--- START TEXT SHOWN ---

Javier Castro de León
Javier Castro de León is executive director of the Salvadoran Foundation for Economic and Social Development (FUSADES), a think tank established in 1983 devoted to promoting economic and social development in El Salvador. His areas of research include democratic institutions, rule of law, justice, transparency, and access to information. De León was previously director, manager, and senior researcher at FUSADES’ legal studies department. In 2017, he was an International Monetary Fund civil society fellow. He participates on the Plan of the Alliance for Prosperity’s subcommittee on institutional strengthening, the National Council for Growth’s technical panel, the UN Democracy Fund’s Strengthening Dialogue and Democratic Institutions in El Salvador’s technical committee, and the UN Technical Roundtable on Strengthening Democratic Institutions. De León earned a bachelor’s degree in law from the José Matías Delgado University, a master’s degree in law and management from Inidem Business and Law School, a senior management program diploma from Central American Institute of Business Administration, and conducted constitutional law postgraduate studies at the University of Salamanca.

Francisco de Santibañes
Francisco de Santibañes is president of the Argentine Council for International Relations (CARI), global fellow at the Wilson Center for International Scholars, and professor at Austral University. He is also author of Argentina and the World: Keys for a Successful Integration; The Rebellion of Nations: Crisis of Liberalism and Rise of Popular Conservatism; and From Perpetual Twilight to Strategic Development. De Santibañes is also the author of numerous articles published in magazines specialized in Argentina and abroad.

Michael Froman
Michael Froman is president of the Council on Foreign Relations (CFR). He previously served as vice chair and president of strategic growth at Mastercard and chair of the Mastercard Center for Inclusive Growth. He was also a distinguished fellow at CFR from 2017 to 2023. Froman served in President Barack Obama’s cabinet as the U.S. trade representative from 2013 to 2017. From 2009 to 2013, he served at the White House as assistant to the president and deputy national security advisor for international economic affairs, where he was responsible for coordinating policy on international trade, finance, energy, climate change, and development issues, and served as the U.S. sherpa for the Group of Twenty and Group of Eight summits. Prior to joining the Obama administration, Froman held a number of roles at Citigroup. He was also a senior fellow at CFR and a resident fellow at the German Marshall Fund. In the 1990s, Froman spent seven years in the U.S. government. He served as chief of staff and as deputy assistant secretary for Eurasia and the Middle East at the U.S. Department of Treasury. He also worked at the White House as director for international economic affairs at the National Security Council and National Economic Council. Froman received a bachelor’s degree in public and international affairs from Princeton University, a doctorate in international relations from Oxford University, and law degree from Harvard Law School, where he was an editor of the Harvard Law Review.

--- END TEXT SHOWN ---
--- START GIVEN RECORDS ---

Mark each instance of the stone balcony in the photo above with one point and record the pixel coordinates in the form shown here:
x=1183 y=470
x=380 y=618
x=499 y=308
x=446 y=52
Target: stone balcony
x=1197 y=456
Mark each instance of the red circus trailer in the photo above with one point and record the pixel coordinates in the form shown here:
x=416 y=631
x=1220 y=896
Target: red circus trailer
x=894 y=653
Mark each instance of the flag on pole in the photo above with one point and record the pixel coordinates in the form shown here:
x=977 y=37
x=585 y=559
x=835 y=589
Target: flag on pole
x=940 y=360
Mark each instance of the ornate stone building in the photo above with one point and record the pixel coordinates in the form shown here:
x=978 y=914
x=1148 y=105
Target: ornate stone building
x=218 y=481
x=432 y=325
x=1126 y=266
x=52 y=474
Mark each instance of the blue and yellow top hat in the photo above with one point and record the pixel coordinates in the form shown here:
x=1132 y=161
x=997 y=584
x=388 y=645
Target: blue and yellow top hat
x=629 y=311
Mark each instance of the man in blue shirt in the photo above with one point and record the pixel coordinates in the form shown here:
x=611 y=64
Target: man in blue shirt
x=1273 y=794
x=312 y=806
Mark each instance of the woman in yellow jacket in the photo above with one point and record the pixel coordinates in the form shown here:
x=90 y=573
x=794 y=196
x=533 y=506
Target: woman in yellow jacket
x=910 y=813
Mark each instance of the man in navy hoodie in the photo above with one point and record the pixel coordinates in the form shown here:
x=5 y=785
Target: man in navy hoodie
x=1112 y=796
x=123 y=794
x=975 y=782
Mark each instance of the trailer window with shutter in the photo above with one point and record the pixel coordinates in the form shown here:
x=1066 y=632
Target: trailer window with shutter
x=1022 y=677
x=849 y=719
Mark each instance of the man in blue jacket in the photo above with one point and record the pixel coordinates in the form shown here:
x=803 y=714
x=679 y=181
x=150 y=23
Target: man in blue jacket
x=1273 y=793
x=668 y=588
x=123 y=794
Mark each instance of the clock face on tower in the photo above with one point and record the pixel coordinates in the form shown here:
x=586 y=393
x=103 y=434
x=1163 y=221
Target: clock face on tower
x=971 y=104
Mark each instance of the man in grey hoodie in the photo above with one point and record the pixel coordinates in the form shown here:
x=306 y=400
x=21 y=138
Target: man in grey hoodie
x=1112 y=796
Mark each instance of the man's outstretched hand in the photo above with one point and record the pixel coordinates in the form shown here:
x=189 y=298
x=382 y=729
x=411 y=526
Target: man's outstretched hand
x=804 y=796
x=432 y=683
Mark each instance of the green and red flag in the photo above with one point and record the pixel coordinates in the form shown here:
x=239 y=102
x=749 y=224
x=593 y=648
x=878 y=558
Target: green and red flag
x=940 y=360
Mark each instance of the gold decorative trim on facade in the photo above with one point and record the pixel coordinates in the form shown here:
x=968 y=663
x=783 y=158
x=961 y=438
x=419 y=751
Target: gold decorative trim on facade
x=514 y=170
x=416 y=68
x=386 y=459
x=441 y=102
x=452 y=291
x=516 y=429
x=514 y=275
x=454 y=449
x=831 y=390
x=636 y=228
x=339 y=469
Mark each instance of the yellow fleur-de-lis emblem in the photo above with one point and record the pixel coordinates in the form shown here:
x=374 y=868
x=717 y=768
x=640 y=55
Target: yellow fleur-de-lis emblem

--- END GIVEN RECORDS ---

WRITTEN REQUEST A: According to the biographies above the records, in what year was FUSADES established?
WRITTEN REQUEST B: Summarize the biographies above the records in three sentences.

PROBLEM SOLUTION A: 1983

PROBLEM SOLUTION B: Javier Castro de León is executive director of FUSADES, a Salvadoran think tank, and researches democratic institutions, rule of law, justice, transparency, and access to information. Francisco de Santibañes is president of the Argentine Council for International Relations, a global fellow at the Wilson Center, a professor at Austral University, and the author of several books and numerous articles. Michael Froman is president of the Council on Foreign Relations and previously held roles at Mastercard and Citigroup, served as U.S. trade representative from 2013 to 2017, and worked in other posts in the U.S. government.